• _Page extract_:
So far in these stories of transmission I have noticed that each Master ends up telling the disciple/new master something to the effect that they have always been the same only one neede to rise up to the other and the other needed to flow down to the other. Here we read about how the disciple finds his master's head and the master finds his disciple's feet. One flows into the other, and the other and the other. It is the same Light being transmitted from the beginning, not a new light. It is just that finally the disciple can see it.
The imagery of this case calls the Sufis distinctly to mind, from the emphasis on a vessel of wine, a highly significant metaphor in Sufism, to Hixon speaking of the longing between student and teacher, master and successor, like Rumi's longing for Shams.
The passage in Keizan's teisho that sticks out most for me isEvery object, every being,
is a jar full of delight.
Be a connoisseur,
and taste with caution.
Any wine will get you high.
Judge like a king, and choose the purest,
the ones unadulterated with fear,
or some urgency about "what's needed."

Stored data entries
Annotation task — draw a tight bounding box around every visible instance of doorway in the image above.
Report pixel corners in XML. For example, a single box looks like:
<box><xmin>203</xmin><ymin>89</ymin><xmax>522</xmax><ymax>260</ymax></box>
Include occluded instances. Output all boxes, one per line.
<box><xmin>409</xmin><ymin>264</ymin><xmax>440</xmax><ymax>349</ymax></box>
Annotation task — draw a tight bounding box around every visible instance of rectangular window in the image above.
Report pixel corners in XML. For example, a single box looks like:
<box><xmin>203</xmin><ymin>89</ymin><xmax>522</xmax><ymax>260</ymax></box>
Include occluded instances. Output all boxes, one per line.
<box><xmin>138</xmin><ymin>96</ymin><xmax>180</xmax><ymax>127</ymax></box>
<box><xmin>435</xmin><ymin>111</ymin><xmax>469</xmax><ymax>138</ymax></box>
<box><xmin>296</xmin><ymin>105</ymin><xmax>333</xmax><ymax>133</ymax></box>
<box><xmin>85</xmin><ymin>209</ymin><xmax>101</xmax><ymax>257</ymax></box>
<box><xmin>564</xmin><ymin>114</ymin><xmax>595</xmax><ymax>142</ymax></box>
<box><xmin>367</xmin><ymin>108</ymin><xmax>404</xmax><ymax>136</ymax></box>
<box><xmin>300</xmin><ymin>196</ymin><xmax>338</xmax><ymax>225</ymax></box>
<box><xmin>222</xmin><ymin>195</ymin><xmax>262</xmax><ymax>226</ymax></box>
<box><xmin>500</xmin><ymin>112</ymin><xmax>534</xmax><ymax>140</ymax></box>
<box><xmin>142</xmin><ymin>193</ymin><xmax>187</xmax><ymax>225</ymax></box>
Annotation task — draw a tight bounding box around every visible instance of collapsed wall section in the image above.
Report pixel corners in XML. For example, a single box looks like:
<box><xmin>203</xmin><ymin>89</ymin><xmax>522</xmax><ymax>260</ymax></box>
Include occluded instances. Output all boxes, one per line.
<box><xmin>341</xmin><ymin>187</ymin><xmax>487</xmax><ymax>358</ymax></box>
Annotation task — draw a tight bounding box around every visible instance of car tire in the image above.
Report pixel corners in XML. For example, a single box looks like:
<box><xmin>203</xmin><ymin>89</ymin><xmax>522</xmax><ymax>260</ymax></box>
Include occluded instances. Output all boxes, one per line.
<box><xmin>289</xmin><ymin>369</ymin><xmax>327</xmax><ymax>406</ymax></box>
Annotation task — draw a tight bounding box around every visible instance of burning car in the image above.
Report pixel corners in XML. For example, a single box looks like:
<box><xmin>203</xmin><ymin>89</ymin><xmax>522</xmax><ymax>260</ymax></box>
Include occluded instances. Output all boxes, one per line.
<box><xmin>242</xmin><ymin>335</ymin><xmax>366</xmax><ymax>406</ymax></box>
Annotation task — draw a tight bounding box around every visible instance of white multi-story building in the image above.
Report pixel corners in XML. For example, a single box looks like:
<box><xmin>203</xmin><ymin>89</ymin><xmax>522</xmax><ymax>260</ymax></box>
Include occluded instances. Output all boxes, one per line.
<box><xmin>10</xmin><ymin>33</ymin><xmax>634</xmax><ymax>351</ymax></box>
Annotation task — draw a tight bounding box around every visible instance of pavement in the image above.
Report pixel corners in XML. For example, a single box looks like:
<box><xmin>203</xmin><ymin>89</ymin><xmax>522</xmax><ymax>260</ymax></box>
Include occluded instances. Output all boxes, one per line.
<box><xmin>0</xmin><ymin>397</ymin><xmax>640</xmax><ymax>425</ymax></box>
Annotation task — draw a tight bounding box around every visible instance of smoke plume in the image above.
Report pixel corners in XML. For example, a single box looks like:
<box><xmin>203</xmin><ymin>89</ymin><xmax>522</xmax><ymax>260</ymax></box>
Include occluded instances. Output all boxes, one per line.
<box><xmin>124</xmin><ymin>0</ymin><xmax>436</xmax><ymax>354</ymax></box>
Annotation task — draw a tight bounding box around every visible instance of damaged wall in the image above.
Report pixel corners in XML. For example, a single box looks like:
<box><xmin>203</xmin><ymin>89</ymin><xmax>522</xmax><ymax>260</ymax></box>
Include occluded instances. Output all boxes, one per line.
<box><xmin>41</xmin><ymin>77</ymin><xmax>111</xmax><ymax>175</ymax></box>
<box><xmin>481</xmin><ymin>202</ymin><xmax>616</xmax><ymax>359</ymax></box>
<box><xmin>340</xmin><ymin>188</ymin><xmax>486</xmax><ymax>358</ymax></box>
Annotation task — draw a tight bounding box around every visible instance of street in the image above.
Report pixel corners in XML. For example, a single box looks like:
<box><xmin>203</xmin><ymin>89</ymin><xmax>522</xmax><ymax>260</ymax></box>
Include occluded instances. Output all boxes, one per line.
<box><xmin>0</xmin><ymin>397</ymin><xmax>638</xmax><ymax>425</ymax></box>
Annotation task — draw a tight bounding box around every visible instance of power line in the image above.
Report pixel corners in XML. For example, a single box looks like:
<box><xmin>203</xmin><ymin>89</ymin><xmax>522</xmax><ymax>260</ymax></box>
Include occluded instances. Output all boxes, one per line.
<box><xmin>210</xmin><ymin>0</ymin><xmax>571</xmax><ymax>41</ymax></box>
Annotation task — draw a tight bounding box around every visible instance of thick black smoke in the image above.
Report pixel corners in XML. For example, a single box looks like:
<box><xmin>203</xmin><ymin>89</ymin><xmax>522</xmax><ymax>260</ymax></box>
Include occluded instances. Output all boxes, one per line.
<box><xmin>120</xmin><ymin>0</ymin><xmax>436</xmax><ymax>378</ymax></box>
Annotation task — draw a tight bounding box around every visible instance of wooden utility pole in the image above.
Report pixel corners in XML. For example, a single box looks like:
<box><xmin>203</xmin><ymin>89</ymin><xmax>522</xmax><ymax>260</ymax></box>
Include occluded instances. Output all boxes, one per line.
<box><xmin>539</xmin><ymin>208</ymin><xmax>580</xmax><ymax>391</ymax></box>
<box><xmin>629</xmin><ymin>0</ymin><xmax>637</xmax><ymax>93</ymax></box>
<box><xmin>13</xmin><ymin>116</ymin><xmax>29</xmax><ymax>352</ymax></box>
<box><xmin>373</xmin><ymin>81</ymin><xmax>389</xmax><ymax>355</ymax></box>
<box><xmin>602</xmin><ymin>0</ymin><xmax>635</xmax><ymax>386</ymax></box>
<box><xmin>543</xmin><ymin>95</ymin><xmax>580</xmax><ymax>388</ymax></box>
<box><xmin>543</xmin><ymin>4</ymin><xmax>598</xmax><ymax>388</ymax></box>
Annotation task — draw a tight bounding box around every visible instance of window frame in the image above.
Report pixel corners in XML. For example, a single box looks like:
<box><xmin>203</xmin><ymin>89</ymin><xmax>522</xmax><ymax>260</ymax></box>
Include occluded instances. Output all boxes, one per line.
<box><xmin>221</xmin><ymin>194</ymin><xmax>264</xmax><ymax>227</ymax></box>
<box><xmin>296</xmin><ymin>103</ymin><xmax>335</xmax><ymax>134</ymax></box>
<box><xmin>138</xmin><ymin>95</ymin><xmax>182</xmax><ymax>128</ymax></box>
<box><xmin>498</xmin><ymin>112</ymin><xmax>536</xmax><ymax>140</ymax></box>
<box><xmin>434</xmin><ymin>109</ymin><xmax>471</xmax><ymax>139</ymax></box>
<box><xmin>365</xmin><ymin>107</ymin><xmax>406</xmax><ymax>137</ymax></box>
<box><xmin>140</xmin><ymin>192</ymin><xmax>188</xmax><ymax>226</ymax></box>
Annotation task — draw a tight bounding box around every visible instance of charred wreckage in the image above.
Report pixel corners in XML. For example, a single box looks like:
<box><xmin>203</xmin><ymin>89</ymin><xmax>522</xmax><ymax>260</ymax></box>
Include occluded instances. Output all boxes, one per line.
---
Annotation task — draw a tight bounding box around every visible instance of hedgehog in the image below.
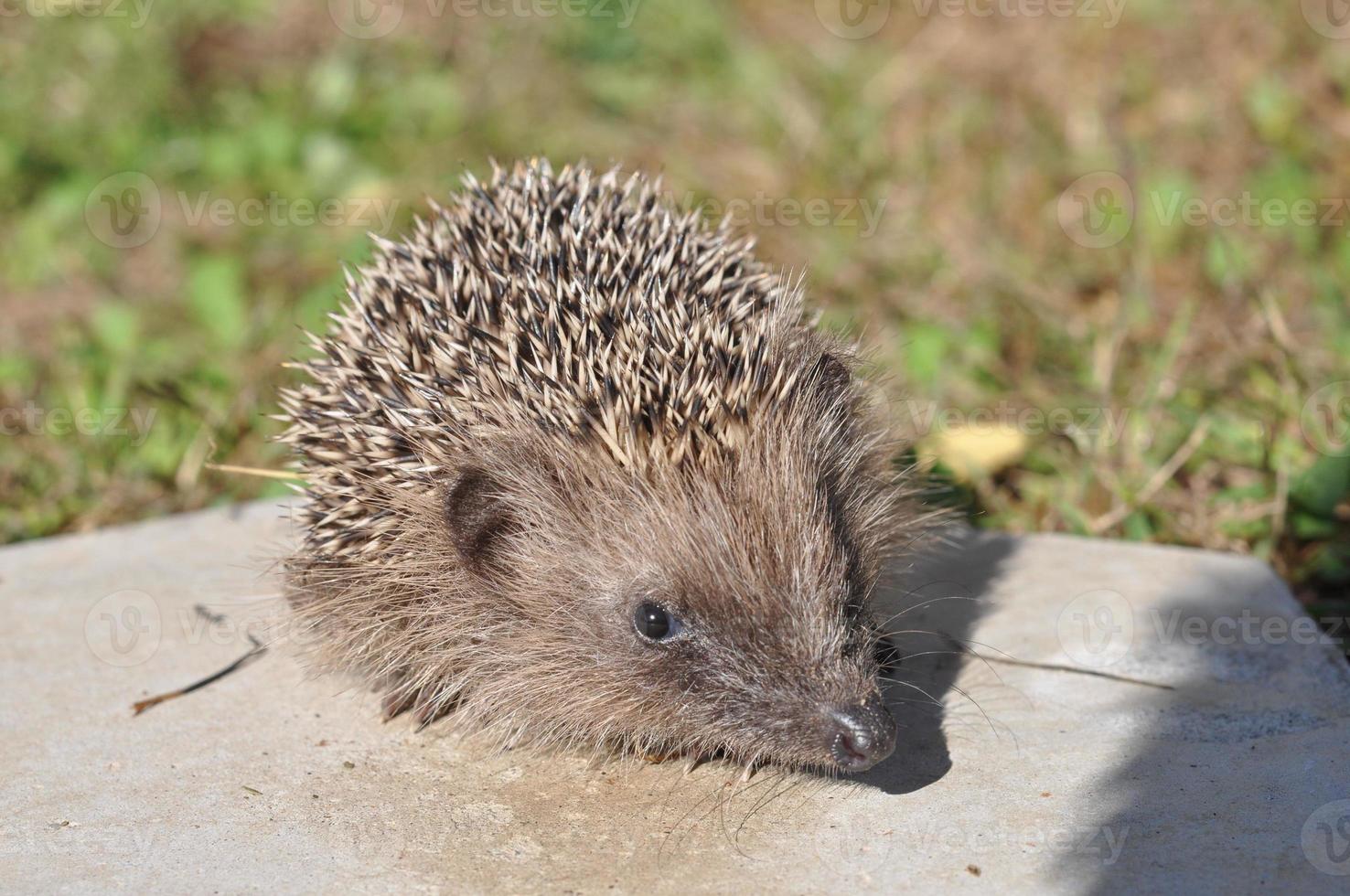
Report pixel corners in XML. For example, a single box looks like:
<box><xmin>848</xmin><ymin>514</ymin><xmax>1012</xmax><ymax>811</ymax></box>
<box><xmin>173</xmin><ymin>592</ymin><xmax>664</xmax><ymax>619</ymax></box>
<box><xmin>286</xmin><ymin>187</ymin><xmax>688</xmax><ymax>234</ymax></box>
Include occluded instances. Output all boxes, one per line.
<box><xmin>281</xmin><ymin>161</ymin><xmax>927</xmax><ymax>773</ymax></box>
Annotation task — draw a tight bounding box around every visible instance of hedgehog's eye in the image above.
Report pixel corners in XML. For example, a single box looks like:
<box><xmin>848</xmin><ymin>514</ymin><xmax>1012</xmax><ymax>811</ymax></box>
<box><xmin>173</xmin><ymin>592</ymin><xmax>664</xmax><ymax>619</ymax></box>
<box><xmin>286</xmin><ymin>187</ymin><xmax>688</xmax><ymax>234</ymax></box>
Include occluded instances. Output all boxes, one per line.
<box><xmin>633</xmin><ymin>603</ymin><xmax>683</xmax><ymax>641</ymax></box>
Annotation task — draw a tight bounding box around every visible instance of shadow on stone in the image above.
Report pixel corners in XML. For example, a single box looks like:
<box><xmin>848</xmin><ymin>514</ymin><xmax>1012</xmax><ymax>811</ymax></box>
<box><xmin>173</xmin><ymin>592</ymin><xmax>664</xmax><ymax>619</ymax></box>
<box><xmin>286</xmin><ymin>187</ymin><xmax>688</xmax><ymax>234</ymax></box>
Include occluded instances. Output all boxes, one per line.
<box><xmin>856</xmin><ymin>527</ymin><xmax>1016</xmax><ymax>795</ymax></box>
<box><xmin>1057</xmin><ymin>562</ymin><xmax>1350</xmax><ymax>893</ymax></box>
--
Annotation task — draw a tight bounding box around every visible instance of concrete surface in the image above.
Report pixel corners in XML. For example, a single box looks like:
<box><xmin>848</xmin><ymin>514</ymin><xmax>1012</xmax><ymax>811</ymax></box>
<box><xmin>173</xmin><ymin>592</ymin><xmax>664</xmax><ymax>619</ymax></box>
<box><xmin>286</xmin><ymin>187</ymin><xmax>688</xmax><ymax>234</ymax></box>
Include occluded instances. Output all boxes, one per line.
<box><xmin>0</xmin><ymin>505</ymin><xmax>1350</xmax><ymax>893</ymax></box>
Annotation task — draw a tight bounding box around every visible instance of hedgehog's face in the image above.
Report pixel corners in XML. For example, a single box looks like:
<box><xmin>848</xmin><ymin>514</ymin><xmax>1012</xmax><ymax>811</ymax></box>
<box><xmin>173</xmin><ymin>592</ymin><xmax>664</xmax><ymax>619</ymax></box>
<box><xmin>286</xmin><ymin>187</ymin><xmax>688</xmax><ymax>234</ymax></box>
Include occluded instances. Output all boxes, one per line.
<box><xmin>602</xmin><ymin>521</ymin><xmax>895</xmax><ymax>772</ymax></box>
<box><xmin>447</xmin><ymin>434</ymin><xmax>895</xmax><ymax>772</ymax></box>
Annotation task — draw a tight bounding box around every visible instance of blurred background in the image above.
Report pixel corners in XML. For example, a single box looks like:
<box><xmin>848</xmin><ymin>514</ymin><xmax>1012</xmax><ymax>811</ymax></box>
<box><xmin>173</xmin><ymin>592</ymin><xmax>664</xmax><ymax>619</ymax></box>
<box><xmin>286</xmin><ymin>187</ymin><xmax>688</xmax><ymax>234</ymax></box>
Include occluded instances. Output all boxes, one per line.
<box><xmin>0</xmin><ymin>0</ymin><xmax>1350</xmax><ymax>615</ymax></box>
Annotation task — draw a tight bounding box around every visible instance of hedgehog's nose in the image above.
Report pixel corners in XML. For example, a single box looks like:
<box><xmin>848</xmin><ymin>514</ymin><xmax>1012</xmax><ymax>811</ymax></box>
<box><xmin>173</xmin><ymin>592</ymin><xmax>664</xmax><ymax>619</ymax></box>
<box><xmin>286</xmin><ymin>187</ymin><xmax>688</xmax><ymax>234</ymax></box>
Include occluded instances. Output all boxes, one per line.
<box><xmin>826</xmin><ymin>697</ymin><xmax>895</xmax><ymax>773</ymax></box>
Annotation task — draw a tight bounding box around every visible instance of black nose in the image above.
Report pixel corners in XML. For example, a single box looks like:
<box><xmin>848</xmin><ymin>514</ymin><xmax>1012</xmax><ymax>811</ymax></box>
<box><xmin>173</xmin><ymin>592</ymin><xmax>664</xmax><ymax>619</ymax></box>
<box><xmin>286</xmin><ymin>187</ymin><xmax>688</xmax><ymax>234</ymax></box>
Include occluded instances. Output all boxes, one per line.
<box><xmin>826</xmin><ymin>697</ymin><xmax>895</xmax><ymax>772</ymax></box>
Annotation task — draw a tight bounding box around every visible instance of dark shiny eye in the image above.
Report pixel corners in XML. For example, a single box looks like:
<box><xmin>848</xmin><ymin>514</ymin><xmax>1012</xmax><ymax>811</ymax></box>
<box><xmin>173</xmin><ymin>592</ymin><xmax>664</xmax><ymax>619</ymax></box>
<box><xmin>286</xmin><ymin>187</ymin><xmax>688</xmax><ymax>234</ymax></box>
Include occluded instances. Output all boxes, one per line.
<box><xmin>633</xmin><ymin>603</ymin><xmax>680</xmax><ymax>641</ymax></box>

• _List of tasks_:
[A] Repeat the portion of the reflection on master and disciple starting with "The imagery of" and going on through "taste with caution.".
[B] Write the lines that follow the last line of the reflection on master and disciple.
The listing comes from a separate source.

• _Task-by-task answers_:
[A]
The imagery of this case calls the Sufis distinctly to mind, from the emphasis on a vessel of wine, a highly significant metaphor in Sufism, to Hixon speaking of the longing between student and teacher, master and successor, like Rumi's longing for Shams.
The passage in Keizan's teisho that sticks out most for me isEvery object, every being,
is a jar full of delight.
Be a connoisseur,
and taste with caution.

[B]
Drink the wine that moves you
as a camel moves when it's been untied,
and is just ambling about.
Even though what Keizan is pointing to is that this impurity, as Hixon writes, is "the subtle impurity of falsely perceived duality," it strikes me too that we always remain "impure" because we cannot transcend the conditions of this world. This makes me think of the koan (I think it may be from the Mumonkan) of the ox passing most of the way through the window, but only the tail won't go through. The tail remains; the vessel nevertheless remains impure. The only impurity exists in the thinking mind... but the thinking mind can never be completely discarded, at least not for extended periods of time. It is part of our natural function.Even if you realize that the mind is the Way and clarify the fact that the body is the Buddha, it is still an impure vessel. In that case, it violates purity. even if you understand that it existed in the past and the present, and realize that it is fundamentally complete, it nevertheless remains an impure vessel.
I think too of all the brilliant teachers of Dharma the world has known who nonetheless had significant flaws, ones that many would consider marks of impurity: exploitative sexual relationships, alcoholism, monetary greed. Some people conclude that people with such flaws had no realization. I do not agree. Delusion and wisdom, samsara and nirvana, must necessarily coexist. "It is still an impure vessel."
It is not that I am saying that we have some fundamental flaw we cannot overcome, some "original sin" that taints us, but that what we, in our loftiest spiritual moments, deem "impure" is a fundamental part of our humanity.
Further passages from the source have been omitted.